Copy every entry below character for character, and omit the pictures from your reply.

-- Start of Data for processing --

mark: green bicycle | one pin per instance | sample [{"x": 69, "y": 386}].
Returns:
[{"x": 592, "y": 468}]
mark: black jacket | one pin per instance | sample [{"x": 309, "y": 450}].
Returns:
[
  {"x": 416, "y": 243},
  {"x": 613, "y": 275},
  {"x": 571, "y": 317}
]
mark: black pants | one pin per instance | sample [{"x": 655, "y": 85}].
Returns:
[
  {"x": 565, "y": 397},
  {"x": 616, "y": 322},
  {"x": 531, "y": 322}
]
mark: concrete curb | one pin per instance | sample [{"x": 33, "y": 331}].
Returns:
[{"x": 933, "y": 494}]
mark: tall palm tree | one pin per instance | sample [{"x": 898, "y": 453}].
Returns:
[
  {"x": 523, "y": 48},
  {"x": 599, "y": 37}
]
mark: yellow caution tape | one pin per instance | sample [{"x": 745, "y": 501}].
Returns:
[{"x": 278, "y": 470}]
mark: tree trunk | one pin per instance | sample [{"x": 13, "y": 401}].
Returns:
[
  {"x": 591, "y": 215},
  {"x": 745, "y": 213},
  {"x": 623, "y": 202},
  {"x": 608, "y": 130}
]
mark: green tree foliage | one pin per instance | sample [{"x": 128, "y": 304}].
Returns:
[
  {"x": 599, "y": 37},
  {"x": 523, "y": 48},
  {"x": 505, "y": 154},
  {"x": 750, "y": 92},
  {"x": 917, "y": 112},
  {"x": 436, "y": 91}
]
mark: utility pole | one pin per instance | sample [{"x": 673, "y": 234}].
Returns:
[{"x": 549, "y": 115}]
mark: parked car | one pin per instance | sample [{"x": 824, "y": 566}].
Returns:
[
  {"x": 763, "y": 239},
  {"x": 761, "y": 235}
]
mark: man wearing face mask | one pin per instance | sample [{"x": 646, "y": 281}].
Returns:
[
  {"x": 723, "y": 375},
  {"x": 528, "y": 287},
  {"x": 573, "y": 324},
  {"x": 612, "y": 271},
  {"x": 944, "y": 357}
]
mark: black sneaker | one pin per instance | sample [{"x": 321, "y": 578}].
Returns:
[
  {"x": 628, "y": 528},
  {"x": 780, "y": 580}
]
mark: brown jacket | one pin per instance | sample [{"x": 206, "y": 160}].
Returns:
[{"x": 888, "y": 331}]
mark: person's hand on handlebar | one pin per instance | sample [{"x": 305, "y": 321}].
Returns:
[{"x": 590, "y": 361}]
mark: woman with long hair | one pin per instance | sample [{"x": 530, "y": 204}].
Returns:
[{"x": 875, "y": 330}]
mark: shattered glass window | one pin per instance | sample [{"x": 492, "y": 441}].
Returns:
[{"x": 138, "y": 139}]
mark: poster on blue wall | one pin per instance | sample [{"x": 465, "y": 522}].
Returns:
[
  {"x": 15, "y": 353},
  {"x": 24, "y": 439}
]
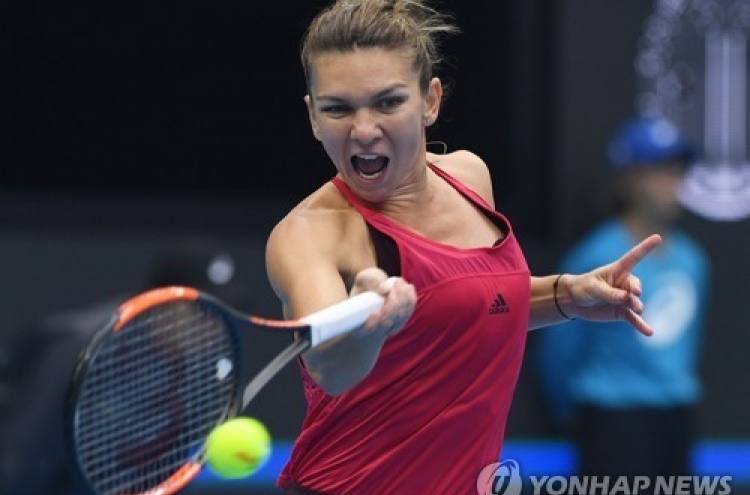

-- End of Data for processing --

**Expected answer**
mark: green bicycle | one pin per instance | sample [{"x": 69, "y": 386}].
Returns:
[{"x": 592, "y": 468}]
mark: black jacket | one pin per instance | sample [{"x": 309, "y": 450}].
Returns:
[
  {"x": 416, "y": 243},
  {"x": 613, "y": 275},
  {"x": 571, "y": 317}
]
mark: black pants | one pin per instance | sample [{"x": 655, "y": 85}].
Returns:
[
  {"x": 565, "y": 397},
  {"x": 616, "y": 322},
  {"x": 531, "y": 322}
]
mark: concrete curb | one pin per instance | sample [{"x": 33, "y": 331}].
Returns:
[{"x": 933, "y": 494}]
mark: tall palm tree | one pin per instance | sample [{"x": 898, "y": 453}].
Returns:
[
  {"x": 523, "y": 48},
  {"x": 599, "y": 37}
]
mark: yellow caution tape | one pin per instance | sample [{"x": 745, "y": 501}].
Returns:
[{"x": 278, "y": 470}]
mark: tree trunk | one pin per instance | sample [{"x": 13, "y": 401}].
Returns:
[
  {"x": 591, "y": 215},
  {"x": 745, "y": 213},
  {"x": 623, "y": 202},
  {"x": 608, "y": 130}
]
mark: green tree foliage | one pin per instance | sample [{"x": 128, "y": 304}].
Returns:
[
  {"x": 599, "y": 37},
  {"x": 523, "y": 48},
  {"x": 505, "y": 154},
  {"x": 750, "y": 92},
  {"x": 917, "y": 112},
  {"x": 436, "y": 91}
]
mark: utility pole | one pin per instance | sample [{"x": 673, "y": 234}].
Returns:
[{"x": 549, "y": 115}]
mark: parked car | one pin per instance | sample [{"x": 824, "y": 566}].
Returns:
[
  {"x": 763, "y": 239},
  {"x": 761, "y": 235}
]
mark: man wearing face mask | one pin per instance | sample [{"x": 646, "y": 281}].
Returns:
[
  {"x": 723, "y": 375},
  {"x": 528, "y": 287},
  {"x": 573, "y": 324},
  {"x": 612, "y": 271},
  {"x": 944, "y": 357}
]
mark: black sneaker | one pin per instance | sample [{"x": 321, "y": 578}].
Returns:
[
  {"x": 628, "y": 528},
  {"x": 780, "y": 580}
]
mark: brown jacket | one pin per instance | sample [{"x": 206, "y": 160}].
Returns:
[{"x": 888, "y": 331}]
mark: person's hand on handlebar | one pin per instance | sample [{"x": 305, "y": 321}].
Returns:
[{"x": 590, "y": 361}]
mark: woman with long hair | one pin per instance | sample [{"x": 530, "y": 204}].
Returns:
[{"x": 875, "y": 330}]
mark: shattered glass window | one pin per instance | sample [{"x": 492, "y": 441}].
Returns:
[{"x": 138, "y": 139}]
mark: poster on blue wall | one pin per instance | sample [{"x": 465, "y": 522}].
Returns:
[
  {"x": 15, "y": 353},
  {"x": 24, "y": 439}
]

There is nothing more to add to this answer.